▸ WHAT YOU ARE ASKED TO DO
What you output should match the data below exactly.

(Beginning of INPUT MATERIAL)

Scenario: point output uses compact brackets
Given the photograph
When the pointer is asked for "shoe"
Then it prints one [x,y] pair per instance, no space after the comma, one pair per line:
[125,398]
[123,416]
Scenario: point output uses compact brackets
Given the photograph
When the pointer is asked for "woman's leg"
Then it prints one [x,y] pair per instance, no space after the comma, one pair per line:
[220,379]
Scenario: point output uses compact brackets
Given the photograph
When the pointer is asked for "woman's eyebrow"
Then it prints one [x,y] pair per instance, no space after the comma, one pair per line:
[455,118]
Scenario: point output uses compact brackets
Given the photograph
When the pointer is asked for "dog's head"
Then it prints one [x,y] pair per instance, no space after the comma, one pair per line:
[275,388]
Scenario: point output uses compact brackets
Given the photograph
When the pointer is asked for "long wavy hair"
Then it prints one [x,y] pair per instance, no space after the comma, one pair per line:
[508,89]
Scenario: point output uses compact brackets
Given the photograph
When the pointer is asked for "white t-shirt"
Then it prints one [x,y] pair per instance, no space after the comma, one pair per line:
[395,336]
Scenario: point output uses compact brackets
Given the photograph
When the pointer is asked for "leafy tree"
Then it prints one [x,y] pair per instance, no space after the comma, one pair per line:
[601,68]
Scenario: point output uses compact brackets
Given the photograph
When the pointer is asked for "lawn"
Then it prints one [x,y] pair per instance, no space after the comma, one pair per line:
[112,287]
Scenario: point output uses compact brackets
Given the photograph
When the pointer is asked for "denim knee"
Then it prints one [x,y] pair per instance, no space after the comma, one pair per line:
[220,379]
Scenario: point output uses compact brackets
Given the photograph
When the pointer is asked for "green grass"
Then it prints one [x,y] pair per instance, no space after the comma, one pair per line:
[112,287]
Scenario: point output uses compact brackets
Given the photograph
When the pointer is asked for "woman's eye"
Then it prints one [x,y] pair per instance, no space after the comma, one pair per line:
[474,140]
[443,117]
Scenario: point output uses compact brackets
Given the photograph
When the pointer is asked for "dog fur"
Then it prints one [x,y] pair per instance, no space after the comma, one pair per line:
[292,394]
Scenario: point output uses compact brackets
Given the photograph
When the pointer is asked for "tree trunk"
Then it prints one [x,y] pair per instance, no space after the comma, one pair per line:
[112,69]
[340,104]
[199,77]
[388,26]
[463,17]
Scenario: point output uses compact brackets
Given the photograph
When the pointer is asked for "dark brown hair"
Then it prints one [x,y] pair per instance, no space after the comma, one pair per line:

(End of INPUT MATERIAL)

▸ ANSWER TO THIS EXERCISE
Scenario: point output uses compact brackets
Given the photograph
When the pointer is asked for "shoe"
Then it prints one [x,y] pair per instance, no space after the comma, one pair per line:
[125,398]
[123,416]
Scenario: point output uses compact brackets
Given the photograph
When the pointer is asked for "woman's leg"
Then it prints one [x,y] pair per instance, no space after the comma, one pair per line:
[220,379]
Scenario: point output uses compact brackets
Given the photograph
When the pointer is asked for "woman's eyebrow"
Then it prints one [x,y] pair per instance, no space after the comma, one pair per line:
[455,118]
Scenario: point output uses compact brackets
Given the photograph
When the pointer is asked for "dog's head"
Then it prints one [x,y] pair per instance, no space after the comma, one pair per line:
[275,388]
Scenario: point output uses compact brackets
Given the photograph
When the pointer is asked for "long wavy hair"
Then it prints one [x,y] pair per instance, no space after the comma, one pair per line:
[508,89]
Scenario: point output uses compact brackets
Given the photograph
When the pointer is asked for "white t-shirt"
Then it prints one [x,y] pair per instance, no space after the comma, one pair per line:
[395,336]
Scenario: point output uses compact brackets
Given the photograph
When the pointer is asked for "leafy tree"
Then it prints one [x,y] pair per instance, no space after the comma, one pair per line:
[601,68]
Scenario: point output uses compact brackets
Given the photograph
When the pointer is asked for "lawn"
Then it prints one [x,y] pair per instance, no space after the comma, one pair per line:
[112,287]
Scenario: point output uses compact brackets
Given the photograph
When the pointer is asked for "denim knee"
Then it prints one [x,y] pair per instance, no space after the comma, one pair per line:
[220,379]
Scenario: point output uses compact brackets
Given the photograph
When the pointer is asked for "green grass"
Then it prints one [x,y] pair per instance, no space after the comma, one pair per line:
[112,287]
Scenario: point output uses compact brackets
Given the photograph
When the pointer is asked for "woman's eye"
Then it prints one [x,y] pair per instance, no space after the comma, one pair per line:
[474,140]
[443,117]
Scenario: point output uses compact brackets
Given the photograph
When the pointer is asked for "dog fur"
Then it prints one [x,y] pair per instance, no space after the comma, one pair per line:
[292,394]
Scenario: point output uses compact brackets
Given the photograph
When the pointer is asked for "tree trunk"
Then it prints one [x,y] pair per instance, no space after the comma, one pair per line:
[112,69]
[340,104]
[199,77]
[388,26]
[463,17]
Scenario: point output uses compact brackets
Given the photograph
When the pointer is asked for "dark brown hair"
Then it prints one [x,y] pair per instance, no space after the comma, one pair per line:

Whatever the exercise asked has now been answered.